__Aim__. Give the data a second time, exactly and in full.

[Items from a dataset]

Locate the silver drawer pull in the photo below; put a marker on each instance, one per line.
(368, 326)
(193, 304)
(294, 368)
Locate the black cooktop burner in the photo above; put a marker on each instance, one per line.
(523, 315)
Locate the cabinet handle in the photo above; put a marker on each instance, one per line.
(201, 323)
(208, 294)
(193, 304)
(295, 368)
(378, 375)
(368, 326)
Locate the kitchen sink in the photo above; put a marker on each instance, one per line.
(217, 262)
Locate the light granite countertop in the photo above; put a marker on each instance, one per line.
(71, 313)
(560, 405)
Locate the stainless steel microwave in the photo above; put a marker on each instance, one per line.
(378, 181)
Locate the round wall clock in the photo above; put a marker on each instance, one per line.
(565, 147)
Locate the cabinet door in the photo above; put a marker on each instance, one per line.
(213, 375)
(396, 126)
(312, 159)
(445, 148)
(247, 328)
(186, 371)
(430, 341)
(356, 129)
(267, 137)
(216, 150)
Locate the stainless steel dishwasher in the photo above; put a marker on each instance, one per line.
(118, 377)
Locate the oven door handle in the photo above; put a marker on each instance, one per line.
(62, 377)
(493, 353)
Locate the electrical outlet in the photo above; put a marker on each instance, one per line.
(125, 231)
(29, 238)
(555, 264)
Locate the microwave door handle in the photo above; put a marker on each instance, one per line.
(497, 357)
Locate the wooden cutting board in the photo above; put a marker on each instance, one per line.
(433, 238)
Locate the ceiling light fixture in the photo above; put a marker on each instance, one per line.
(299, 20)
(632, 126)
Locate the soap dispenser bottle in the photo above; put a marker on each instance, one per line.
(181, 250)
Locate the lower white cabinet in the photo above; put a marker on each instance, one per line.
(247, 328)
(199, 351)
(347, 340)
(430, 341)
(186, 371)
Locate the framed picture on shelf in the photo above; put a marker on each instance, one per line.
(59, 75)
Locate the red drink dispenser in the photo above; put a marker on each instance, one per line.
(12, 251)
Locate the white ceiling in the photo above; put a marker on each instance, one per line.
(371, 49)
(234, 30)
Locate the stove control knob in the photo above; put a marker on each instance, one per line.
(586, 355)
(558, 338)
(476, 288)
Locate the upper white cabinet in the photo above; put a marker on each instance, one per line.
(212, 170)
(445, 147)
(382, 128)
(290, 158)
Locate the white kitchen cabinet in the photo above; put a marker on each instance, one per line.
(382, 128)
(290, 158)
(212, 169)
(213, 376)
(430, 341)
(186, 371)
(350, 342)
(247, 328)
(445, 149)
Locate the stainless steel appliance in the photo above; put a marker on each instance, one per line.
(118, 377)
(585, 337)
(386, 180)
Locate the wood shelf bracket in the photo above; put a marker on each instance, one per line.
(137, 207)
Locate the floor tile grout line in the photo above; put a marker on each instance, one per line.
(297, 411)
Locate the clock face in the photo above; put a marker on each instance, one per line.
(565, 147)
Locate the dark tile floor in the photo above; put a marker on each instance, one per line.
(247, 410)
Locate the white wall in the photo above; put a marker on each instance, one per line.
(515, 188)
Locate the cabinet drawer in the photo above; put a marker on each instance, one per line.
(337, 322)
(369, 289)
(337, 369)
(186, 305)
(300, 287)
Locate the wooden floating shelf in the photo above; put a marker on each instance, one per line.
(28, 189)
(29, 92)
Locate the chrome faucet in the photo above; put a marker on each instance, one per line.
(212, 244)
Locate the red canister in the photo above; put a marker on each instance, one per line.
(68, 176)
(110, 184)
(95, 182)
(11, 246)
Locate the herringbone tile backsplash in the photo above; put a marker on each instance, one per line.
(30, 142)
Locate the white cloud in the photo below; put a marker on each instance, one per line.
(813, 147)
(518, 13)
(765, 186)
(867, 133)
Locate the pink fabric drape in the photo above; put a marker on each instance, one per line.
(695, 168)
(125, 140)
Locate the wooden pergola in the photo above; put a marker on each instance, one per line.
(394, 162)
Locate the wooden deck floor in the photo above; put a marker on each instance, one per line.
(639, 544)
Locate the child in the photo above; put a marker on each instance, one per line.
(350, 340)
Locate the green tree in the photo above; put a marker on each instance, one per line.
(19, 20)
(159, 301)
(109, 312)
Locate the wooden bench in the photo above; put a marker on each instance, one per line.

__Expected output__.
Locate the silver drawer pull in the photo below; put a marker on each instance, one per line.
(368, 326)
(193, 304)
(294, 368)
Locate the black cooktop burner in the photo above; put a marker on each instance, one per line.
(523, 315)
Locate the cabinet handle in the photo above; put a marker on each instance, one per line.
(201, 323)
(208, 294)
(193, 304)
(295, 368)
(378, 375)
(368, 326)
Locate the kitchen sink in the photo above; put a marker on each instance, one per line.
(217, 262)
Locate the light granite countertop in the photo above; put a marker on each instance, one per line.
(71, 313)
(560, 405)
Locate the stainless steel microwave in the photo above; put a marker on each instance, one per line.
(378, 181)
Locate the round wall clock in the photo above; put a marker on each instance, one per line.
(565, 147)
Locate the cabinet door in the photo above; put a marker on each instance, one per line.
(213, 375)
(396, 126)
(312, 159)
(445, 148)
(247, 328)
(186, 371)
(430, 341)
(356, 129)
(267, 137)
(216, 150)
Locate the stainless steel dishwasher in the photo above; put a marker on each instance, one per line.
(118, 377)
Locate the oven door handle in the photo above; put a marker on each instance, one per line.
(62, 377)
(493, 353)
Locate the electrical outlet in the photo above; put a marker on each instance, one per line.
(125, 231)
(29, 238)
(555, 264)
Locate the microwave door handle in the photo above; put a marker on each instance, one per line.
(497, 357)
Locate the wooden cutting board in the photo above; put a marker on each instance, one per line.
(433, 238)
Locate the ceiling light fixture in the photo above; put a marker on each instance, one per line.
(299, 20)
(632, 126)
Locate the soap dispenser bottle in the photo above; put a marker on each instance, one per line.
(181, 250)
Locate the lower white cabinet in the photo above; put a marker on each instance, one per line.
(247, 328)
(199, 351)
(347, 340)
(430, 341)
(186, 371)
Locate the framed picture on shelf in the photo above; put a marker on each instance, one per line.
(59, 75)
Locate the red drink dispenser in the photo above; put a marker on each instance, one per line.
(12, 251)
Locate the white ceiling in the photo above; put a marker on each instance, one per line.
(371, 49)
(234, 30)
Locate the stove control knob in the photo above; put a marker on each instance, one per line.
(586, 355)
(558, 338)
(476, 288)
Locate the upper white cabinet in the photo above; put a marker on each instance, one per line.
(212, 170)
(445, 147)
(382, 128)
(290, 158)
Locate the white kitchen cabinet in the photo above; put a marker on each instance, one per line.
(382, 128)
(290, 158)
(212, 169)
(213, 376)
(430, 341)
(186, 371)
(350, 342)
(247, 328)
(445, 149)
Locate the stainless steel appliance in the photo above; put a marker on each instance, one per line.
(118, 377)
(585, 337)
(386, 180)
Locate the wood shelf bracket in the photo above; put a marker on each instance, one per line.
(137, 207)
Locate the floor tile grout line in the photo above; put a marker on each instance, one per line.
(297, 411)
Locate the clock face in the photo above; put a marker on each instance, one per line.
(565, 147)
Locate the dark tile floor in the photo above; put a marker on each instance, one per line.
(247, 410)
Locate the white wall in the photo above; put a marker on each instance, one per line.
(515, 188)
Locate the cabinet drawer in the photo above; put a marker on each instance, one per line.
(337, 322)
(369, 289)
(337, 369)
(186, 305)
(300, 287)
Locate the wooden floating shelf in the photo above; put a marker on each instance, one per line.
(28, 189)
(29, 92)
Locate the chrome faucet in the photo above; put a marker on each instance, one per line.
(212, 244)
Locate the red canister in the photo above; put a marker on each instance, one per line.
(68, 176)
(110, 184)
(95, 182)
(11, 246)
Locate the herringbone tile backsplash in the photo above; put a marker on each instance, one per line.
(30, 142)
Locate the white cloud in the photo below; put a marker on each instance, one per line.
(813, 147)
(518, 13)
(765, 186)
(867, 133)
Locate the pink fabric drape in the photo above; put a marker on each instance, one per line.
(695, 168)
(125, 140)
Locate the wooden pergola in the photo above; put a marker on each instance, one per line.
(394, 162)
Locate the wooden deck floor in the photo above; put a marker on each instance, one per line.
(639, 544)
Locate the child in the photo above; put a marker on each instance, one per line.
(350, 340)
Locate the green tree in the photo above; put a marker on each instance, one per line.
(19, 20)
(159, 301)
(109, 312)
Locate the wooden bench in the photo above; put a marker on each instance, one per line.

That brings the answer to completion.